Reproduce all of the data below line for line, with no changes.

[Point-based annotation data]
[BEGIN]

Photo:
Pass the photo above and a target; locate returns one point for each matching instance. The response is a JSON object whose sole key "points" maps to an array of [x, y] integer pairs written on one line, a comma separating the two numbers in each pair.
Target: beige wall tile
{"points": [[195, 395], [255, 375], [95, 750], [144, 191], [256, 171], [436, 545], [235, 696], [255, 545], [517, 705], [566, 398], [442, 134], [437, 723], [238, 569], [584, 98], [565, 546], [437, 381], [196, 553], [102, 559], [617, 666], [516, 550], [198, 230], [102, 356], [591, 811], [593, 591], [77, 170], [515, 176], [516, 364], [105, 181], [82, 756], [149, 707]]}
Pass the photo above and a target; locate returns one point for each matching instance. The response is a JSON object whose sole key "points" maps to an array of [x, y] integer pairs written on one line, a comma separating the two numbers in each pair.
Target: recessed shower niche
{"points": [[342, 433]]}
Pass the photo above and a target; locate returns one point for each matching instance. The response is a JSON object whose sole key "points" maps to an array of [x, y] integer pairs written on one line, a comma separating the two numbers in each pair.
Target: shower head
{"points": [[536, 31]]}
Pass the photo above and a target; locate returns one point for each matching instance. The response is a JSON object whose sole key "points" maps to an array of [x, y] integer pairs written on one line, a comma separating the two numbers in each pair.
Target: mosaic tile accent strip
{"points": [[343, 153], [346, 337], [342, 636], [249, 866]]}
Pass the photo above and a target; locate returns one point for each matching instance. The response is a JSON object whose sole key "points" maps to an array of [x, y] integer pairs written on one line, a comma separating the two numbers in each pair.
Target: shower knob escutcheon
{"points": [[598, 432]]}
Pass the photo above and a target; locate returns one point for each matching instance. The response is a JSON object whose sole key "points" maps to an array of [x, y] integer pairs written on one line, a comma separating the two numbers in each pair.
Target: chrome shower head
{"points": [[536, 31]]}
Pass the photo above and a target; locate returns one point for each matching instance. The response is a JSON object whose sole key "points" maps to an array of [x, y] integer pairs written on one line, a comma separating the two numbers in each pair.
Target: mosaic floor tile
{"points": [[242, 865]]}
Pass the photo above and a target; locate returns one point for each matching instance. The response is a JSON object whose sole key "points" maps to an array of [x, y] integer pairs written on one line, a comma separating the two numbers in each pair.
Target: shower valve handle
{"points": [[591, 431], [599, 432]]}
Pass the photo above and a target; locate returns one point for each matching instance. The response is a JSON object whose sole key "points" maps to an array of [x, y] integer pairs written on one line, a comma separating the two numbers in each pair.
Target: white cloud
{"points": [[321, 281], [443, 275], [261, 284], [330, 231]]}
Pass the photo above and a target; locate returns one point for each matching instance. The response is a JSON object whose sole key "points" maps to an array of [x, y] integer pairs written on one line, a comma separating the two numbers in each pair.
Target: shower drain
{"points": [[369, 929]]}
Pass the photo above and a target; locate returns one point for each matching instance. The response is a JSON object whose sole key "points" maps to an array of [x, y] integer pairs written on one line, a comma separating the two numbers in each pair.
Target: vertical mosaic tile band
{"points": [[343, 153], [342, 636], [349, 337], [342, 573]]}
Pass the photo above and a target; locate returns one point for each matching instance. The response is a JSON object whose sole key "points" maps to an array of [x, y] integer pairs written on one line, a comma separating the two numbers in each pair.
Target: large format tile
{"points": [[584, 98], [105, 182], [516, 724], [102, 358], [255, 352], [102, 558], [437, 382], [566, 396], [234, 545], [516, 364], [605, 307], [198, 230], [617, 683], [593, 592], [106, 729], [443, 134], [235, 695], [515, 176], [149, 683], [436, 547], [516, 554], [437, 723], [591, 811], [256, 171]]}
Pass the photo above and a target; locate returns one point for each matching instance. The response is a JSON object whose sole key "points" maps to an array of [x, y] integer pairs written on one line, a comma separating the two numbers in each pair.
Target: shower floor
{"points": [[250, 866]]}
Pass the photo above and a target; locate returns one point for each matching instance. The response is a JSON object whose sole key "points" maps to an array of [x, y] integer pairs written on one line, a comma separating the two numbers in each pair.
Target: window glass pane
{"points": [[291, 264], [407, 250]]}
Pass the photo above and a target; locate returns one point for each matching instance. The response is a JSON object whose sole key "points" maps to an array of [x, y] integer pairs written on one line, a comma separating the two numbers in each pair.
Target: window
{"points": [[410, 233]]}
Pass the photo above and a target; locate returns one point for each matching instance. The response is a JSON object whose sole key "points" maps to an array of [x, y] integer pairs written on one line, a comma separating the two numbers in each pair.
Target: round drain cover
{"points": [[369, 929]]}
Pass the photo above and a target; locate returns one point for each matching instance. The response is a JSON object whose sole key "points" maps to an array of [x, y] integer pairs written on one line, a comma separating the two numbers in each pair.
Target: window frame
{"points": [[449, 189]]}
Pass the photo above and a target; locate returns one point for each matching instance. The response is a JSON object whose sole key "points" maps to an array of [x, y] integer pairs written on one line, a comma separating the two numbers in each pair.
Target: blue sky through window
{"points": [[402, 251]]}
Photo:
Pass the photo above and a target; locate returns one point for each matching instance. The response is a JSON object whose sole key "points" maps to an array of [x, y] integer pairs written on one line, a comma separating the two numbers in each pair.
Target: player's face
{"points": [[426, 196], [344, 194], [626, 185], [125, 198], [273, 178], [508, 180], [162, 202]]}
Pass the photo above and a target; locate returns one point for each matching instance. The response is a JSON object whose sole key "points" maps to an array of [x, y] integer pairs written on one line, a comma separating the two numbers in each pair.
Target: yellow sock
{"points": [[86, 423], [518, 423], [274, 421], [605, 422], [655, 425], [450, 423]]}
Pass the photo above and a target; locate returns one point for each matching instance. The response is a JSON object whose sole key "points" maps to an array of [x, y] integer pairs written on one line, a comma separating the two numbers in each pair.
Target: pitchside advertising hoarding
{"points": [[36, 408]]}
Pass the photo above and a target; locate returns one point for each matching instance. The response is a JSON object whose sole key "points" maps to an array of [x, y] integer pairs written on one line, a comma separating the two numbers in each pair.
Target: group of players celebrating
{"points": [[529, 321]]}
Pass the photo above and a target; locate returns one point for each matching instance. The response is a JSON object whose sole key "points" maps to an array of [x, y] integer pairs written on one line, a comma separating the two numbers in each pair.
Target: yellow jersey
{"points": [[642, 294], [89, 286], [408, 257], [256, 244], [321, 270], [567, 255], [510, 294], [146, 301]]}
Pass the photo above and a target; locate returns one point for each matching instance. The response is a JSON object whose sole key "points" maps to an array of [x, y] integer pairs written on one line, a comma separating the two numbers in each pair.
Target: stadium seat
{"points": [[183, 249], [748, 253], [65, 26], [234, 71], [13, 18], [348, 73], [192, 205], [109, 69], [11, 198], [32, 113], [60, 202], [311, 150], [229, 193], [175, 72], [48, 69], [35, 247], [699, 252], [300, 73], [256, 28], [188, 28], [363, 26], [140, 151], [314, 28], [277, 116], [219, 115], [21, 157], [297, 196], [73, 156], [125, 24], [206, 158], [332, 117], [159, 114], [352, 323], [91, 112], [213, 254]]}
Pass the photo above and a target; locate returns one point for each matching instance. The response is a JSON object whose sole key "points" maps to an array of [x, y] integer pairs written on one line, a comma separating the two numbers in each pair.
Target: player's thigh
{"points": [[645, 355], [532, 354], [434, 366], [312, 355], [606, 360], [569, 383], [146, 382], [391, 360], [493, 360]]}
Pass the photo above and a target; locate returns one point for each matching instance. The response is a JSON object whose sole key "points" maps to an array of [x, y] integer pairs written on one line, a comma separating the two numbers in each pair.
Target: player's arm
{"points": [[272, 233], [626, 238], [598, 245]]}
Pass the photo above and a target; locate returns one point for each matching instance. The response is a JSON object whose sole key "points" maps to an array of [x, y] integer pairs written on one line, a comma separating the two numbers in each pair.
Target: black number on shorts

[END]

_FINAL RESULT_
Photo:
Pass the photo above and a target; locate returns one point for each matching instance. The response is a JSON object whose sole key "points" maps to an array of [x, y] integer pairs written on one line, a comma separating the two numbers in each pair.
Target: beige wall tile
{"points": [[195, 395], [255, 375], [95, 750], [144, 191], [256, 171], [436, 545], [235, 696], [255, 545], [517, 705], [566, 398], [442, 134], [437, 723], [238, 569], [584, 98], [565, 546], [437, 381], [196, 553], [102, 559], [617, 666], [516, 550], [198, 230], [102, 356], [591, 811], [593, 591], [77, 170], [515, 176], [516, 364], [105, 181], [82, 756], [149, 707]]}
Pass the photo above and a target; locate returns one point for each matching instance. The response is a JSON object whose sole key "points" maps to an array of [x, y] integer pairs written on one line, a comma separating the two numbers in each pair.
Target: recessed shower niche
{"points": [[342, 433]]}
Pass the photo above and a target; locate returns one point for each matching instance. The response is a JSON object whose sole key "points" maps to an array of [x, y] integer pairs written on one line, a comma separating the two numbers in each pair.
Target: shower head
{"points": [[536, 31]]}
Pass the photo above and a target; locate returns one point for each matching instance. The response is a JSON object whose sole key "points" maps to an array of [x, y] integer pairs written on one line, a comma separating the two numbers in each pair.
Target: mosaic tile accent strip
{"points": [[343, 153], [346, 337], [342, 636], [249, 866]]}
Pass the photo above and a target; locate returns one point for each matching instance. The response is a JSON object whose sole key "points" maps to an array of [x, y] integer pairs written on one line, a comma separating the two numbers in each pair.
Target: shower knob escutcheon
{"points": [[598, 432]]}
Pass the photo above and a target; locate returns one point for each matching instance. The response is a JSON object whose sole key "points" maps to an array of [x, y] integer pairs written on one line, a comma separating the two numbers in each pair.
Target: chrome shower head
{"points": [[536, 31]]}
Pass the photo above and a target; locate returns one point for each matching instance. The response is a JSON object whose sole key "points" maps to an array of [x, y] integer pairs written on one line, a comma separating the two numbers in each pair.
Target: mosaic floor tile
{"points": [[242, 865]]}
Pass the photo above and a target; locate returns one point for each matching instance. The response is a JSON object whose sole key "points" maps to an array of [x, y] integer pairs written on one line, a comma separating the two numbers in each pair.
Target: shower valve handle
{"points": [[591, 431], [599, 432]]}
Pass the photo above and a target; locate returns one point for each matching instance. The response is a JSON object whose sole key "points" maps to an array of [x, y] integer pairs written on one line, a comma separating the two numbers in each pair.
Target: white cloud
{"points": [[321, 281], [443, 275], [261, 284], [330, 231]]}
Pass the photo above and a target; locate returns one point for each matching instance. The response is a JSON object whose sole key "points" maps to an array of [x, y] integer pairs written on one line, a comma separating the two numbers in each pair.
Target: shower drain
{"points": [[369, 929]]}
Pass the photo above and a target; locate returns one point for each matching instance. The response is a JSON object whose sole key "points" maps to an array of [x, y] integer pairs written on one line, a comma separating the two numbers in each pair.
Target: vertical mosaic tile band
{"points": [[343, 153], [342, 636], [349, 337], [342, 573]]}
Pass the photo above and a target; locate returns one point for each matching instance. The response is a JSON object whose sole key "points" maps to an array of [x, y] integer pairs written on one line, a comma separating the two numbers in each pair.
Target: large format tile
{"points": [[584, 98], [105, 182], [516, 724], [102, 358], [255, 352], [102, 558], [437, 382], [566, 396], [234, 545], [516, 364], [605, 307], [198, 230], [617, 683], [593, 592], [106, 729], [443, 134], [235, 695], [515, 176], [149, 683], [436, 547], [516, 554], [437, 723], [591, 811], [256, 171]]}
Pass the photo above and a target; locate returns one point for each matching instance. The response is a JSON object whose sole key "points" maps to an array of [x, y] integer pairs written on one line, a comma separating the two numbers in each pair.
Target: shower floor
{"points": [[250, 866]]}
Pass the photo above and a target; locate returns one point for each matching instance. The response is a JSON object whose sole key "points" maps to an array of [x, y] integer pairs written on one line, a comma separating the two numbers in each pair.
Target: window glass pane
{"points": [[291, 264], [407, 250]]}
Pass the photo above and a target; locate returns one point for each matching instance. The response is a JSON object whose sole key "points" maps to an array of [x, y] integer pairs written on one line, a comma separating the two numbers in each pair.
Target: window
{"points": [[410, 233]]}
Pass the photo above and a target; locate returns one point for each matching instance. The response is a JSON object whose sole key "points" maps to an array of [x, y] integer pairs written on one line, a comma separating the two numbers in each pair.
Target: round drain cover
{"points": [[369, 929]]}
Pass the photo above and a target; locate returns one point for each matching instance. The response is a JSON object whose sole key "points" maps to an array of [x, y] integer pairs written on one line, a comma separating the two numbers in each pair.
Target: window frame
{"points": [[449, 189]]}
Pass the photo above and a target; locate returns one point for each matching instance. The response is a JSON object whose sole key "points" maps to an array of [x, y] integer pairs written on one line, a comma separating the two numbers in each pair.
Target: blue sky through window
{"points": [[402, 251]]}
Photo:
Pass the photo above and a target; locate returns one point for each matching instance. The response is a JSON object whose sole key "points" maps to an array of [x, y] integer pairs written on one line, a comma separating the two numbers in each pair.
Target: player's face
{"points": [[426, 196], [344, 194], [626, 185], [125, 198], [273, 178], [508, 180], [162, 202]]}
Pass the photo above and a target; locate returns one point for each matching instance. The response is a JSON object whose sole key "points" maps to an array of [x, y] integer pairs written on one line, a comma separating the two numbers in each pair.
Target: yellow sock
{"points": [[86, 423], [518, 423], [274, 421], [605, 422], [655, 425], [450, 423]]}
Pass the photo above and a target; locate returns one point for each matching instance. The response is a JSON object whose sole key "points" maps to an array of [x, y] integer pairs written on one line, a comma separating the two numbers in each pair.
Target: pitchside advertising hoarding
{"points": [[36, 408]]}
Pass the photo above and a target; locate returns one point for each matching instance. The response is a JSON object whose sole key "points" maps to an array of [x, y] integer pairs written on one line, a comma separating the two numbers in each pair.
Target: group of players celebrating
{"points": [[529, 321]]}
Pass the photo above and a target; locate returns one point for each matching instance. The response is a JSON object whose sole key "points" maps to an array of [x, y] integer pairs written on one line, a comma separating the two numbers in each pair.
Target: yellow jersey
{"points": [[642, 294], [89, 286], [408, 257], [256, 244], [321, 270], [567, 255], [510, 294], [146, 301]]}
Pass the photo above and a target; locate returns one point for each matching instance. The response is a JSON object whose sole key "points" maps to an array of [x, y] integer pairs written on one line, a comma separating the two numbers in each pair.
Target: stadium seat
{"points": [[183, 249], [748, 253], [65, 26], [234, 71], [13, 18], [348, 73], [192, 205], [109, 69], [11, 198], [32, 113], [60, 202], [311, 150], [229, 193], [175, 72], [48, 69], [35, 247], [699, 252], [300, 73], [256, 28], [188, 28], [363, 26], [140, 151], [314, 28], [277, 116], [219, 115], [21, 157], [297, 196], [73, 156], [125, 24], [206, 158], [332, 117], [159, 114], [352, 323], [91, 112], [213, 254]]}
Pass the photo above and a target; locate returns one point for each matching instance. The response is a JSON object whose sole key "points" maps to an array of [x, y] integer pairs written on one line, a comma separating the two numbers in each pair.
Target: player's thigh
{"points": [[645, 355], [532, 354], [434, 366], [312, 355], [606, 360], [569, 383], [146, 382], [391, 360], [493, 360]]}
Pass the photo above and a target; locate returns one point for each matching instance. The response is a JSON object whose sole key "points" maps to an array of [x, y] integer pairs written on one line, a comma separating the two numbers in each pair.
Target: player's arm
{"points": [[272, 233], [626, 238], [598, 245]]}
Pass the photo above and a target; locate returns one point for each matching instance. The response is a JSON object whose sole key "points" maps to an array of [x, y] integer pairs written on one line, a comma separating the two numbers in each pair.
Target: black number on shorts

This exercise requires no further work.